* _Dataset records_
---
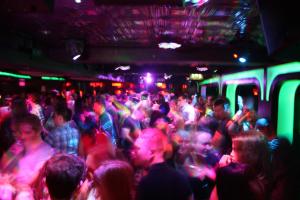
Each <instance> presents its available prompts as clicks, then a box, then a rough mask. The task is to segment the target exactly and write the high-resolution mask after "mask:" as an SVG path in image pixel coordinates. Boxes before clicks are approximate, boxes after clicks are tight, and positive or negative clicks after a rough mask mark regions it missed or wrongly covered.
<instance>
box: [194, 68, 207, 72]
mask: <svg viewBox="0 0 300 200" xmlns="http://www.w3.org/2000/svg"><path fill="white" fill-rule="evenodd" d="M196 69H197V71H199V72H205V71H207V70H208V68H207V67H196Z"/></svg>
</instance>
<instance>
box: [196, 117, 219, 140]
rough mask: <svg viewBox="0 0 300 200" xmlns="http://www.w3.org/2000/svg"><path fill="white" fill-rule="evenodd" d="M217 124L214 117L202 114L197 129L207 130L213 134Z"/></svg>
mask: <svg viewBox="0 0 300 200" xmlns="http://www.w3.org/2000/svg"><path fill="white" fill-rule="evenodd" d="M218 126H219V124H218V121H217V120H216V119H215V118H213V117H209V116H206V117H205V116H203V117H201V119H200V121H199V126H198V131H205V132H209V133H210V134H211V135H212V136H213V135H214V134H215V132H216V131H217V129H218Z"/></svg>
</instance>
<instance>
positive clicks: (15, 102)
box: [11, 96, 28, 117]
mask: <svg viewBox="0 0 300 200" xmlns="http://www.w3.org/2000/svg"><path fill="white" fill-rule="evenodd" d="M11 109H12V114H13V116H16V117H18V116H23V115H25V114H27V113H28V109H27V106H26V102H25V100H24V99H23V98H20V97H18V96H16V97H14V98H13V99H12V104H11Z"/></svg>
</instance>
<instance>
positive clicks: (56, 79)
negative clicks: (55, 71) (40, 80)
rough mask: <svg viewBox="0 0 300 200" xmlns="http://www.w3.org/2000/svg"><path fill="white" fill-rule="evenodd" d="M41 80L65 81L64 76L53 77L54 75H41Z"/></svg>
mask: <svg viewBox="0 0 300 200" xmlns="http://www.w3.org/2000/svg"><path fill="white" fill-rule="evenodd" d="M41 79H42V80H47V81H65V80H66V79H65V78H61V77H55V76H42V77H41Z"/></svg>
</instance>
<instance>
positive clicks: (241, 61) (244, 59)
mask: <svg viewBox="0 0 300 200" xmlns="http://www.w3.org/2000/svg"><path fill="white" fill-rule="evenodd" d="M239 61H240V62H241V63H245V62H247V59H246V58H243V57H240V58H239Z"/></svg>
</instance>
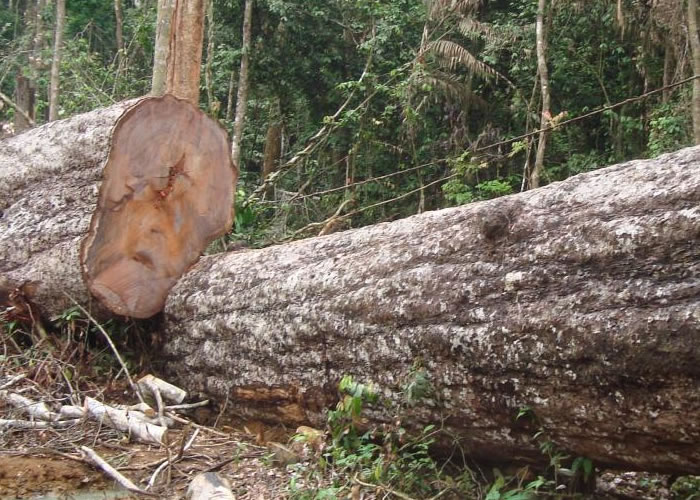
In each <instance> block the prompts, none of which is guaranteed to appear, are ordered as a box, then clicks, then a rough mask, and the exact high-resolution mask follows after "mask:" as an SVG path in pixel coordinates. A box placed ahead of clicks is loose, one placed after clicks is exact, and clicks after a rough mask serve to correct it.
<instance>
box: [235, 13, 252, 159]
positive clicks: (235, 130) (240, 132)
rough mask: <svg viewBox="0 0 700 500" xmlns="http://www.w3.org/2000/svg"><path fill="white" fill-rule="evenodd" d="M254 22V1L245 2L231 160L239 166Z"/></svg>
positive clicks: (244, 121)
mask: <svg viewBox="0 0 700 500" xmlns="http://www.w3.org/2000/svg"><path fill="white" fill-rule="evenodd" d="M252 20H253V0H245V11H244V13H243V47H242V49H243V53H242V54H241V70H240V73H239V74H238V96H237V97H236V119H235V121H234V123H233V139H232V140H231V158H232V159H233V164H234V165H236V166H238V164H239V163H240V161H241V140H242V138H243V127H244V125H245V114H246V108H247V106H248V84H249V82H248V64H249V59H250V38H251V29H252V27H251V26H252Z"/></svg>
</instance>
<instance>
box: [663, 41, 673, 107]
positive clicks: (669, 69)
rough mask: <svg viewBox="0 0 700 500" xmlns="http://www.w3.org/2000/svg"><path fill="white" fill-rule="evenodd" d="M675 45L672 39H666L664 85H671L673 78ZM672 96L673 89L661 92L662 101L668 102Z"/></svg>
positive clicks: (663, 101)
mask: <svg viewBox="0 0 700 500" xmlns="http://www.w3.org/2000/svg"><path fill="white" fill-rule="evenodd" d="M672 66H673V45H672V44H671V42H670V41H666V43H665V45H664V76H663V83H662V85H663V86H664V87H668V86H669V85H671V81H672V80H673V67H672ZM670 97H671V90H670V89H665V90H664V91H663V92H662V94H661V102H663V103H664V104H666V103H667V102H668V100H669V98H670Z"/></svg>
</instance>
---
* _Work task_
List every line above that contains the word "negative".

* _Response to this exercise_
Each <instance> presents its available prompts as clicks, then a box, then a rough mask. The task is to segment the target exactly and write the high-resolution mask after "mask:" as an SVG path in image pixel coordinates. Boxes before clicks are approximate, boxes after clicks are tight, and positive or negative clicks after a rough mask mark regions it missed or wrongly covered.
negative clicks: (55, 71) (40, 80)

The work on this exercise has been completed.